*Task details*.
Each record that follows should be duplicated exactly, except for its pictures.

Segmentation mask data:
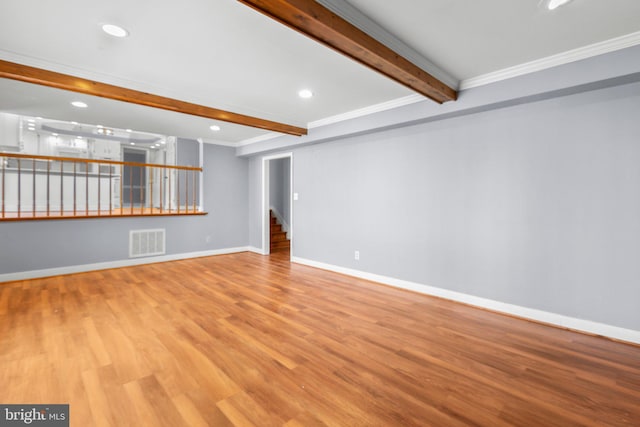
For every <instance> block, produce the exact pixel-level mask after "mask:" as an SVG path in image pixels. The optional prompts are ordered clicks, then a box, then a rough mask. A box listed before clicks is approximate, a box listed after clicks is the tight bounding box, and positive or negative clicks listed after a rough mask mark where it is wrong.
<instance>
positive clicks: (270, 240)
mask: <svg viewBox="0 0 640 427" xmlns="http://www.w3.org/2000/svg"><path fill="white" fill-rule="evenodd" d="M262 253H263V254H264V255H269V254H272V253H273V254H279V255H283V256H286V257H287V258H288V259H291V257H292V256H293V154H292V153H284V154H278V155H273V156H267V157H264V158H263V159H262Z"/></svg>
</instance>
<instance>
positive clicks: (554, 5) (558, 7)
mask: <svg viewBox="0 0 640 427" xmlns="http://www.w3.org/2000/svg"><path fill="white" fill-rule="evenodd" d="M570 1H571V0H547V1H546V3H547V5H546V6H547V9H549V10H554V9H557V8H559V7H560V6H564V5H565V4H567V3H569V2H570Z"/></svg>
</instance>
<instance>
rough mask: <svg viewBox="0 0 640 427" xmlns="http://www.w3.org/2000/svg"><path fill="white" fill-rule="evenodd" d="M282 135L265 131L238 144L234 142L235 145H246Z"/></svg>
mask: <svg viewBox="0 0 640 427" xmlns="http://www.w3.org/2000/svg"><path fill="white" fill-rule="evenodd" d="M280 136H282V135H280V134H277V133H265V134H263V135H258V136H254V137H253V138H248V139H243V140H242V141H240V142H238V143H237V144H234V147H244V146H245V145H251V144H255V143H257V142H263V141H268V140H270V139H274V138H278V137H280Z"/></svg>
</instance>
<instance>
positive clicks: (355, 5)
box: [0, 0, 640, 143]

*Response to the exercise*.
For every <instance> block, produce the exact pixel-level mask after "mask:" as an SVG path in image pixels. The optional prompts are ordered clicks, then a box, then a rough mask. A box listed before clicks is approximate, a box listed after clicks is the tight bounding box, and positive or negative clicks listed after a rough mask mark where it is wrong.
<instance>
positive clicks: (270, 240)
mask: <svg viewBox="0 0 640 427" xmlns="http://www.w3.org/2000/svg"><path fill="white" fill-rule="evenodd" d="M262 253H263V254H264V255H269V254H272V253H273V254H279V255H283V256H286V257H287V258H288V259H291V257H292V256H293V154H292V153H284V154H278V155H273V156H267V157H264V158H263V159H262Z"/></svg>
</instance>
<instance>
positive clicks: (554, 5) (558, 7)
mask: <svg viewBox="0 0 640 427" xmlns="http://www.w3.org/2000/svg"><path fill="white" fill-rule="evenodd" d="M570 1H571V0H547V1H546V3H547V5H546V6H547V9H549V10H554V9H557V8H559V7H560V6H564V5H565V4H567V3H569V2H570Z"/></svg>
</instance>
<instance>
rough mask: <svg viewBox="0 0 640 427" xmlns="http://www.w3.org/2000/svg"><path fill="white" fill-rule="evenodd" d="M282 135L265 131L238 144L234 142L235 145H246Z"/></svg>
mask: <svg viewBox="0 0 640 427" xmlns="http://www.w3.org/2000/svg"><path fill="white" fill-rule="evenodd" d="M280 136H282V135H280V134H277V133H265V134H263V135H258V136H254V137H253V138H248V139H243V140H242V141H240V142H238V143H237V144H234V147H244V146H245V145H251V144H255V143H257V142H263V141H268V140H270V139H274V138H278V137H280Z"/></svg>
</instance>
<instance>
positive clicks: (355, 5)
box: [0, 0, 640, 143]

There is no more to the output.